* **Brief**
Output each line exactly as it appears, skipping any embedded picture.

— start Input for this task —

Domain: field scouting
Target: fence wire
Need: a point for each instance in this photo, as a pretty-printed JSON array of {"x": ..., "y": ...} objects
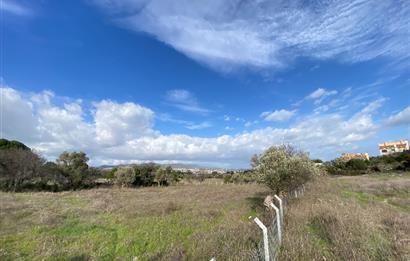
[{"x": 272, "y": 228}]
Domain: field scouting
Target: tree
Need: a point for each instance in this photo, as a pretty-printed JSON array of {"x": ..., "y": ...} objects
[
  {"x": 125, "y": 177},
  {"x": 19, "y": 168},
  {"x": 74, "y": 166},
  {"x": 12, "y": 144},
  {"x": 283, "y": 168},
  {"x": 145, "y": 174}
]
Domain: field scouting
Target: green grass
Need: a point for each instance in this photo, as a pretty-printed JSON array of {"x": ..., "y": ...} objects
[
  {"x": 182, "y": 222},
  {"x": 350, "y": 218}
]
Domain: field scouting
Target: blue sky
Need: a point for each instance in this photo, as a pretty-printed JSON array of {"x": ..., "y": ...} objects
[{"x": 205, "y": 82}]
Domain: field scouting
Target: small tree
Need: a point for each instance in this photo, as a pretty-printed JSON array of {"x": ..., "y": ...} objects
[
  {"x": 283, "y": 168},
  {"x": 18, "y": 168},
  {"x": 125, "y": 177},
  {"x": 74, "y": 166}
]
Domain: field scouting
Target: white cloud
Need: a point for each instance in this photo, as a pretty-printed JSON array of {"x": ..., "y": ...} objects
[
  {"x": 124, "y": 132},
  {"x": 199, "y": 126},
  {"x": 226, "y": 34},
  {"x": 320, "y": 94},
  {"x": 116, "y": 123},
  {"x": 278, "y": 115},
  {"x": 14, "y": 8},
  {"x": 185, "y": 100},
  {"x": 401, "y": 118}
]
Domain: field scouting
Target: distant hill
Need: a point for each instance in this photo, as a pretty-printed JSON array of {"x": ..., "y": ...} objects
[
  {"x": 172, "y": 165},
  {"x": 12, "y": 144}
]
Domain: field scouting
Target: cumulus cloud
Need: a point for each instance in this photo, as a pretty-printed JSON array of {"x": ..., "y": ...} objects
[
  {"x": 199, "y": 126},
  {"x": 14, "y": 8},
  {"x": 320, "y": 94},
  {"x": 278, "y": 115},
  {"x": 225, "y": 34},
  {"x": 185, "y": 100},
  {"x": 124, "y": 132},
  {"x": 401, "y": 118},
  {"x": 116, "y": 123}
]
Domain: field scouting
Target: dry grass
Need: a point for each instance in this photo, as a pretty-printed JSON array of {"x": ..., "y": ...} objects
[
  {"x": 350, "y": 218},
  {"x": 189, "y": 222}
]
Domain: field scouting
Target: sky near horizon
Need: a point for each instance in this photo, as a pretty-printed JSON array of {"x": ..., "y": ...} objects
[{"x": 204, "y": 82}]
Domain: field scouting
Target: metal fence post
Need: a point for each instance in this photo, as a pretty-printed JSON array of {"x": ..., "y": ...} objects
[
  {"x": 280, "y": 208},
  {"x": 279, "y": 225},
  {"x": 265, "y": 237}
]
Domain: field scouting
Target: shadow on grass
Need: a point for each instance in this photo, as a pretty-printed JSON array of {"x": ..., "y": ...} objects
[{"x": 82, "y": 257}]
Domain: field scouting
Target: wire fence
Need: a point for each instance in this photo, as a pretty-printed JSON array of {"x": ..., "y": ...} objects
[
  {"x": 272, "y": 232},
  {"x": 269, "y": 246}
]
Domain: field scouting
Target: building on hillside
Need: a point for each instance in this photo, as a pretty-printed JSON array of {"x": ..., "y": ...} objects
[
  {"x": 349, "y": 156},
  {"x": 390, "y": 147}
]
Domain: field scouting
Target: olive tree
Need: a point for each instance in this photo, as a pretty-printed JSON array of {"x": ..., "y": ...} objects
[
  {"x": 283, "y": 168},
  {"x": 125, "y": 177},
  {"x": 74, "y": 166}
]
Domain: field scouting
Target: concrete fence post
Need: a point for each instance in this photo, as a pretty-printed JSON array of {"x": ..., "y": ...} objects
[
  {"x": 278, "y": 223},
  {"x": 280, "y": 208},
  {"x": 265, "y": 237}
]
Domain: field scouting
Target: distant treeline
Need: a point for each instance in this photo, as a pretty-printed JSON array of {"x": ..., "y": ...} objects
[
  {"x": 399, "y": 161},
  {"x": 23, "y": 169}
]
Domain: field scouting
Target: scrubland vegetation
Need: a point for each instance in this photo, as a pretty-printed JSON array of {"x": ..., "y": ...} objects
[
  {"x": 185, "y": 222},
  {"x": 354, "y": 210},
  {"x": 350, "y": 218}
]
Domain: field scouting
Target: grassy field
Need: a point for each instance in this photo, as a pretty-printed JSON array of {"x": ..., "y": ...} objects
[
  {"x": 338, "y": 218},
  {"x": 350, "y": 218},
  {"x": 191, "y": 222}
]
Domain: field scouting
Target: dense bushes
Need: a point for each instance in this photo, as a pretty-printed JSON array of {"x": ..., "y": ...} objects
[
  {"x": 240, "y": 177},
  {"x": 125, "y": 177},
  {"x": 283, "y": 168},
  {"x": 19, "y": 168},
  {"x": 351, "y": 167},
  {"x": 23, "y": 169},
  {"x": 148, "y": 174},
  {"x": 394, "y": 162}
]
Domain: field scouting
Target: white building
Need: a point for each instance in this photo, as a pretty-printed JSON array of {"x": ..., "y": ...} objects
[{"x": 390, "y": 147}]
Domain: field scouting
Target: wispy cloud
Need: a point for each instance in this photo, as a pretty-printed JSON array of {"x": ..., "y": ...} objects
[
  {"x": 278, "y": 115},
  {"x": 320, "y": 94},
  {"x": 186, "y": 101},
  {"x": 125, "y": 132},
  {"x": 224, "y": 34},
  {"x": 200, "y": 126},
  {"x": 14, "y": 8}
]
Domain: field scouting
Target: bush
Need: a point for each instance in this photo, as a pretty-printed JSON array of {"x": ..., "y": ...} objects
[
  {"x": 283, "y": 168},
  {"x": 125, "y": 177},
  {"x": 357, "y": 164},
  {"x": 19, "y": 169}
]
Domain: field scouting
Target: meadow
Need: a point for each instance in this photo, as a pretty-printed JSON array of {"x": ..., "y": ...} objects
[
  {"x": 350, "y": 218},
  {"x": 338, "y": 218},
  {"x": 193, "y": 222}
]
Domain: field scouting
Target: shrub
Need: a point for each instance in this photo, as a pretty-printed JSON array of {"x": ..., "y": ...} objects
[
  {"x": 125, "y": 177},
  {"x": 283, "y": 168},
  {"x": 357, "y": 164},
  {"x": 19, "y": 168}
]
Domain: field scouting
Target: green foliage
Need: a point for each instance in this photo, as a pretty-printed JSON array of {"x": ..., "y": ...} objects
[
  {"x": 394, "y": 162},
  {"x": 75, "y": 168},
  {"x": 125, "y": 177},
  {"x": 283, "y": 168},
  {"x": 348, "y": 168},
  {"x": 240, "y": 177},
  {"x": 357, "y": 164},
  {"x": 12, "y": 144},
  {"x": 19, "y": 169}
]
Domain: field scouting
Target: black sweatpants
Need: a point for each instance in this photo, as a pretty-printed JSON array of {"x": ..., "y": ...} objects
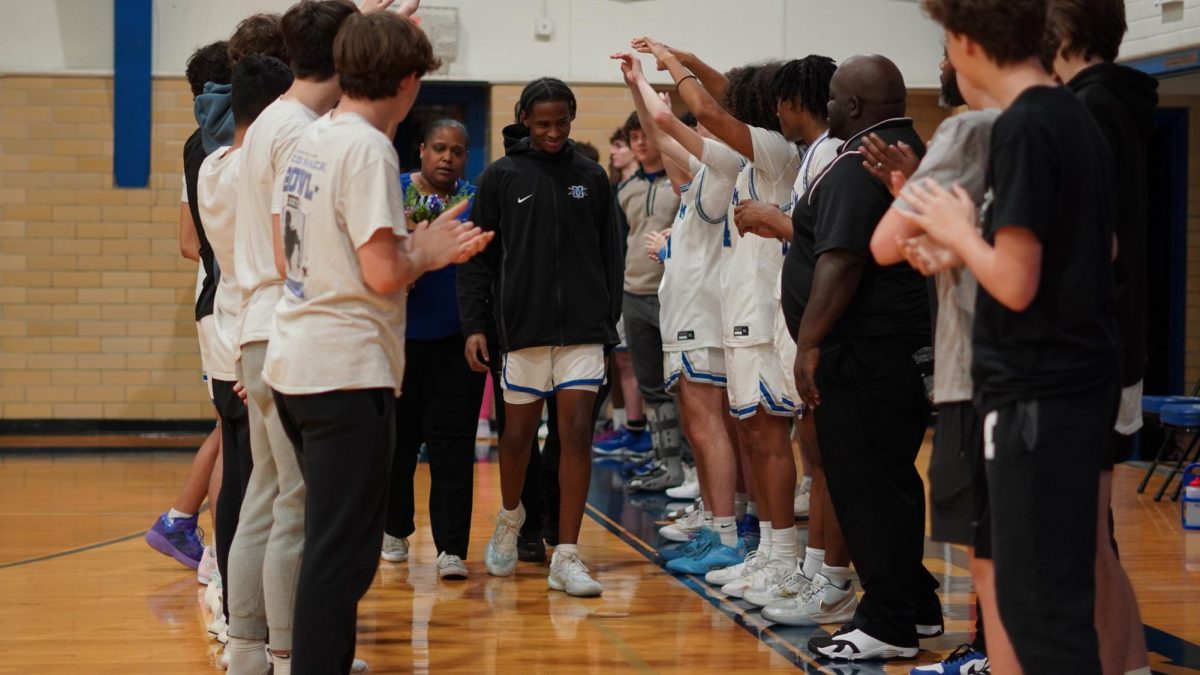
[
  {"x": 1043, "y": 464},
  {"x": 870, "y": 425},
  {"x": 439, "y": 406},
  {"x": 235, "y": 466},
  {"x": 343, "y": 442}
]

— end Input for this task —

* **Response to the exercise**
Domain: field scouting
Target: fence wire
Need: a point for each instance in this photo, as a pretty-printed JSON array of {"x": ..., "y": ...} objects
[{"x": 272, "y": 228}]
Domain: field scouting
Target: tree
Need: a point for each instance in this photo, as a pretty-printed JSON array of {"x": ..., "y": ...} objects
[
  {"x": 125, "y": 177},
  {"x": 19, "y": 168},
  {"x": 74, "y": 166},
  {"x": 12, "y": 144},
  {"x": 283, "y": 168},
  {"x": 145, "y": 174}
]
Domain: field scouting
Target: green grass
Need: a point for each instance in this photo, as a pretty-printed JSON array of {"x": ..., "y": ...} objects
[
  {"x": 182, "y": 222},
  {"x": 350, "y": 218}
]
Domain: field scouting
Target: blue sky
Need: a point for each instance in this photo, as a pretty-printed JSON array of {"x": ..., "y": ...} objects
[{"x": 205, "y": 82}]
Domain: field scouting
Target: small tree
Need: a point for each instance in this photo, as a pretty-printed JSON array of {"x": ..., "y": ...} objects
[
  {"x": 283, "y": 168},
  {"x": 18, "y": 168},
  {"x": 125, "y": 177},
  {"x": 74, "y": 166}
]
Domain: field scouting
Target: white cloud
Need: a point for each instance in this photo, as a pretty-printed JSON array of {"x": ..., "y": ...} objects
[
  {"x": 124, "y": 132},
  {"x": 199, "y": 126},
  {"x": 226, "y": 34},
  {"x": 320, "y": 94},
  {"x": 116, "y": 123},
  {"x": 278, "y": 115},
  {"x": 14, "y": 8},
  {"x": 185, "y": 100},
  {"x": 401, "y": 118}
]
Domain: field scouting
Target: distant hill
Need: a point for each instance in this photo, as a pretty-printed JSON array of {"x": ..., "y": ...} objects
[
  {"x": 172, "y": 165},
  {"x": 12, "y": 144}
]
Domain: field scouting
Target: cumulus cloud
Need: a point for each instance in this photo, as a pretty-printed JSON array of {"x": ..., "y": ...} objects
[
  {"x": 199, "y": 126},
  {"x": 14, "y": 8},
  {"x": 320, "y": 94},
  {"x": 278, "y": 115},
  {"x": 225, "y": 34},
  {"x": 185, "y": 100},
  {"x": 124, "y": 132},
  {"x": 401, "y": 118},
  {"x": 116, "y": 123}
]
Domain: field scouting
Target: dry grass
Need: a point for each instance in this photo, as a pretty-printed JSON array of {"x": ..., "y": ...} objects
[
  {"x": 350, "y": 218},
  {"x": 189, "y": 222}
]
Domain: field scouting
Target: sky near horizon
Need: a point for each instance in this photo, as a pretty-printed JSON array of {"x": ..., "y": ...} objects
[{"x": 204, "y": 82}]
Domain: field scouting
Target: metal fence post
Need: a point for each instance in this photo, as a pretty-printed JSON array of {"x": ..., "y": ...} objects
[
  {"x": 280, "y": 208},
  {"x": 279, "y": 225},
  {"x": 265, "y": 237}
]
Domain: field scouting
Target: shadow on grass
Need: a point for each instance in this photo, as a pretty-printed JSON array of {"x": ..., "y": ...} objects
[{"x": 82, "y": 257}]
Domain: field scouting
Target: wire fence
Need: a point for each instance in this photo, as a pretty-printed JSON array of {"x": ..., "y": ...} objects
[
  {"x": 272, "y": 232},
  {"x": 269, "y": 246}
]
Domain: field scouting
Target: building on hillside
Need: a point for each instance in this photo, as a pretty-printed JSON array of {"x": ..., "y": ...} objects
[
  {"x": 349, "y": 156},
  {"x": 390, "y": 147}
]
Domain: field scouting
Target: olive tree
Need: a point for each instance in this photo, as a pretty-printed JSON array of {"x": ..., "y": ...} objects
[
  {"x": 283, "y": 168},
  {"x": 125, "y": 177},
  {"x": 74, "y": 166}
]
Domain: field scouting
Target: concrete fence post
Need: a point for each instance in this photo, as a pretty-printed JSON array of {"x": ..., "y": ...} objects
[
  {"x": 278, "y": 223},
  {"x": 280, "y": 208},
  {"x": 265, "y": 237}
]
Domain: field scouting
Target: distant treeline
Need: a point for each instance in this photo, as a pretty-printed JSON array of {"x": ..., "y": ...} objects
[
  {"x": 399, "y": 161},
  {"x": 23, "y": 169}
]
Domain: field scouting
Target: scrubland vegetation
Need: a point for each instance in this photo, as a pretty-printed JSON array of {"x": ..., "y": ...} objects
[
  {"x": 185, "y": 222},
  {"x": 354, "y": 210},
  {"x": 350, "y": 218}
]
Domain: field scouting
Target: grassy field
Need: a point for each instance in this photo, as a pretty-printed JSON array of {"x": ..., "y": ...} objects
[
  {"x": 338, "y": 218},
  {"x": 350, "y": 218},
  {"x": 191, "y": 222}
]
Domain: field scouting
Target: dense bushes
Need: a point for each instance in this photo, as a pretty-printed JSON array of {"x": ..., "y": ...} objects
[
  {"x": 240, "y": 177},
  {"x": 125, "y": 177},
  {"x": 283, "y": 168},
  {"x": 19, "y": 168},
  {"x": 351, "y": 167},
  {"x": 23, "y": 169},
  {"x": 148, "y": 174},
  {"x": 394, "y": 162}
]
Domain: field scouting
Target: white building
Need: a point for each instance in this photo, as a pretty-printed JSON array of {"x": ..., "y": ...} objects
[{"x": 390, "y": 147}]
Domain: field scouting
Target: wispy cloud
Need: a point for each instance in this photo, as a pretty-printed JSON array of {"x": ..., "y": ...} objects
[
  {"x": 278, "y": 115},
  {"x": 320, "y": 94},
  {"x": 186, "y": 101},
  {"x": 125, "y": 132},
  {"x": 224, "y": 34},
  {"x": 200, "y": 126},
  {"x": 14, "y": 8}
]
Domain: field scouting
Target: bush
Need: a point for each instance in this photo, as a pretty-printed JSON array of {"x": ..., "y": ...} objects
[
  {"x": 283, "y": 168},
  {"x": 125, "y": 177},
  {"x": 357, "y": 164},
  {"x": 19, "y": 169}
]
Domain: field scouting
Target: meadow
Need: a point for each instance in this photo, as a pretty-printed JSON array of {"x": ..., "y": ...} objects
[
  {"x": 350, "y": 218},
  {"x": 338, "y": 218},
  {"x": 193, "y": 222}
]
Domain: field scouting
Target: shrub
Need: a point for each instance in this photo, as a pretty-printed JSON array of {"x": ..., "y": ...} objects
[
  {"x": 125, "y": 177},
  {"x": 283, "y": 168},
  {"x": 357, "y": 164},
  {"x": 19, "y": 168}
]
Domain: field scouting
Target: green foliage
Need: a point for each instance in this photo, as a pretty-printed JSON array of {"x": ..., "y": ...} objects
[
  {"x": 394, "y": 162},
  {"x": 75, "y": 168},
  {"x": 125, "y": 177},
  {"x": 283, "y": 168},
  {"x": 348, "y": 168},
  {"x": 240, "y": 177},
  {"x": 357, "y": 164},
  {"x": 12, "y": 144},
  {"x": 19, "y": 169}
]
Domain: field scouting
Target: black sweatpants
Need: a point for each instance in this photo, as a pretty-printed JSON array of {"x": ..., "y": ...} objects
[
  {"x": 1043, "y": 464},
  {"x": 870, "y": 425},
  {"x": 439, "y": 406},
  {"x": 235, "y": 466},
  {"x": 343, "y": 442}
]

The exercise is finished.